START Extracted information

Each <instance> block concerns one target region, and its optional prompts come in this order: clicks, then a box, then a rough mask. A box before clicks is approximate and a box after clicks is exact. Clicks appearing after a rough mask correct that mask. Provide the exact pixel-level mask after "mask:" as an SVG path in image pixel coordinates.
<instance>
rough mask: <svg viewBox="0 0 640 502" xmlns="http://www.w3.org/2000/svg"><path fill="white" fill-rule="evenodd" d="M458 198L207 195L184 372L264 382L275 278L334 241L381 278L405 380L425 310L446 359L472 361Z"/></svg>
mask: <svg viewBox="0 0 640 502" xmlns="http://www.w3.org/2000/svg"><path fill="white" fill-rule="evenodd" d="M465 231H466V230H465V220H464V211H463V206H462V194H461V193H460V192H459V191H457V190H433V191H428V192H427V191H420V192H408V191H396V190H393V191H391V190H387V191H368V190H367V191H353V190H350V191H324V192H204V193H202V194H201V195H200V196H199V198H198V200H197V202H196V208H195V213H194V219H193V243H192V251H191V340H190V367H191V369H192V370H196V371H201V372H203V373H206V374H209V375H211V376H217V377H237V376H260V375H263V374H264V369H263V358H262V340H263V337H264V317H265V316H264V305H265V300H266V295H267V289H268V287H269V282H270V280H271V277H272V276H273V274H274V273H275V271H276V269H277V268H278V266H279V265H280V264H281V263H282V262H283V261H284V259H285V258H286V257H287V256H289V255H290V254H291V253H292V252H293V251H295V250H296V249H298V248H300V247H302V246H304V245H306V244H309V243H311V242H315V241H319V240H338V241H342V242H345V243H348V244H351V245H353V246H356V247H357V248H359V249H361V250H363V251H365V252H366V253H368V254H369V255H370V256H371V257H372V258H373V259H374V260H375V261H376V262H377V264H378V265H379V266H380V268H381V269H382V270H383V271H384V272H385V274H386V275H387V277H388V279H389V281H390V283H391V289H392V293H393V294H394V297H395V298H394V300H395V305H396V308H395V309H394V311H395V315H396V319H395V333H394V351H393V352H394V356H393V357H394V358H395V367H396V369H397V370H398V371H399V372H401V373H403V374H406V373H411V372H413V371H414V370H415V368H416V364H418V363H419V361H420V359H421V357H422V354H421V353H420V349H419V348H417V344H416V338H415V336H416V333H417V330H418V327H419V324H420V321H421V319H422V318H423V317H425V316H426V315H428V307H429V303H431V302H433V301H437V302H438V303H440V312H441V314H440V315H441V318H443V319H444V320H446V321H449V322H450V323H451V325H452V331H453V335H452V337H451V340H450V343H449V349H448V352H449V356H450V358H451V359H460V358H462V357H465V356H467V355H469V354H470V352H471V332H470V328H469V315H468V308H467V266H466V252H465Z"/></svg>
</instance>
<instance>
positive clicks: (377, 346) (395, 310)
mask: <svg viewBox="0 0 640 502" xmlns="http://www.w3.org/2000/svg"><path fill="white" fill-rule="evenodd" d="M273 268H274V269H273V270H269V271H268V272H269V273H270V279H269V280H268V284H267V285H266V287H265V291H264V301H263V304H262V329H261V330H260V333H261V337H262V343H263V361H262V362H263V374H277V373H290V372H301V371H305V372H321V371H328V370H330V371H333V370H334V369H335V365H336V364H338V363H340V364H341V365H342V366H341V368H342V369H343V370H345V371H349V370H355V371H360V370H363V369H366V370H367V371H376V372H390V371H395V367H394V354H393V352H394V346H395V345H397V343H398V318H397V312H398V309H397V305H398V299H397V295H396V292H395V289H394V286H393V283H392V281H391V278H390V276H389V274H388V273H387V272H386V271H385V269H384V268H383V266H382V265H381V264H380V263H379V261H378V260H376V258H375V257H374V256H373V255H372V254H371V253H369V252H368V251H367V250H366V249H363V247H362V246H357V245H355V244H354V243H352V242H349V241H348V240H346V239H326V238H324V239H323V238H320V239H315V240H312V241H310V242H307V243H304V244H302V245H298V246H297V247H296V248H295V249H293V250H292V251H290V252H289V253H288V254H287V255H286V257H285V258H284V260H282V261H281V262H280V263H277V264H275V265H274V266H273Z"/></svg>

END Extracted information

» Work request: Retype each record, matching it exactly.

» Exercise output:
Each <instance> block concerns one target region, and its optional prompts come in this order: clicks, then a box, then a rough mask. A box before clicks is approximate and a box after clicks is exact. Clicks appearing after a rough mask correct that mask. Provide the exact pixel-level mask after "mask:" as an SVG path in image pixel coordinates.
<instance>
rough mask: <svg viewBox="0 0 640 502" xmlns="http://www.w3.org/2000/svg"><path fill="white" fill-rule="evenodd" d="M458 198L207 195L184 372L264 382L275 278L334 241L381 278L405 380L425 310L446 359L472 361Z"/></svg>
mask: <svg viewBox="0 0 640 502" xmlns="http://www.w3.org/2000/svg"><path fill="white" fill-rule="evenodd" d="M465 231H466V230H465V220H464V211H463V206H462V194H461V193H460V192H459V191H457V190H433V191H428V192H427V191H420V192H408V191H396V190H393V191H391V190H387V191H368V190H367V191H353V190H350V191H324V192H204V193H202V194H201V195H200V196H199V198H198V200H197V202H196V208H195V213H194V219H193V243H192V251H191V340H190V367H191V369H192V370H196V371H201V372H203V373H206V374H209V375H211V376H217V377H237V376H260V375H263V374H264V369H263V358H262V340H263V337H264V317H265V316H264V305H265V300H266V295H267V289H268V287H269V282H270V280H271V277H272V276H273V274H274V273H275V271H276V269H277V268H278V266H279V265H280V264H281V263H282V262H283V261H284V259H285V258H286V257H287V256H289V255H290V254H291V253H292V252H293V251H295V250H296V249H298V248H300V247H302V246H304V245H306V244H309V243H311V242H315V241H319V240H338V241H342V242H345V243H348V244H351V245H353V246H356V247H357V248H359V249H361V250H363V251H365V252H366V253H368V254H369V255H370V256H371V257H372V258H373V259H374V260H375V261H376V262H377V264H378V265H379V266H380V268H381V269H382V270H383V271H384V272H385V274H386V275H387V277H388V279H389V281H390V283H391V289H392V293H393V294H394V297H395V298H394V300H395V305H396V308H395V309H394V311H395V315H396V319H395V333H394V351H393V352H394V356H393V357H394V358H395V367H396V369H397V370H398V371H399V372H401V373H403V374H406V373H411V372H413V371H414V370H415V368H416V364H418V363H419V361H420V359H421V357H422V354H421V353H420V349H419V348H417V344H416V338H415V336H416V333H417V330H418V327H419V324H420V321H421V319H422V318H423V317H425V316H426V315H428V307H429V303H431V302H433V301H437V302H438V303H440V312H441V314H440V315H441V318H443V319H444V320H446V321H449V322H450V323H451V325H452V331H453V335H452V337H451V340H450V343H449V349H448V352H449V356H450V358H451V359H460V358H462V357H465V356H467V355H469V354H470V352H471V332H470V328H469V315H468V308H467V266H466V252H465Z"/></svg>
</instance>
<instance>
positive clicks: (377, 346) (395, 310)
mask: <svg viewBox="0 0 640 502" xmlns="http://www.w3.org/2000/svg"><path fill="white" fill-rule="evenodd" d="M273 268H274V269H273V270H269V271H268V272H269V273H270V279H269V280H268V284H267V285H266V287H265V291H264V301H263V304H262V329H261V330H260V333H261V337H262V343H263V361H262V362H263V374H277V373H290V372H301V371H305V372H321V371H328V370H330V371H333V370H334V369H335V365H336V364H338V363H340V364H341V365H342V366H341V368H342V369H343V370H345V371H349V370H355V371H360V370H363V369H366V370H367V371H376V372H390V371H395V367H394V354H393V352H394V346H395V345H397V343H398V318H397V312H398V309H397V305H398V299H397V295H396V292H395V289H394V286H393V283H392V281H391V278H390V276H389V274H388V273H387V272H386V271H385V269H384V268H383V266H382V265H381V264H380V263H379V261H378V260H376V258H375V257H374V256H373V255H372V254H371V253H369V252H368V251H367V250H366V249H363V247H362V246H357V245H355V244H354V243H352V242H349V241H348V240H346V239H326V238H324V239H323V238H320V239H315V240H312V241H310V242H307V243H304V244H302V245H298V246H297V247H296V248H295V249H293V250H292V251H290V252H289V253H288V254H287V255H286V257H285V258H284V260H282V261H281V262H280V263H277V264H275V265H274V266H273Z"/></svg>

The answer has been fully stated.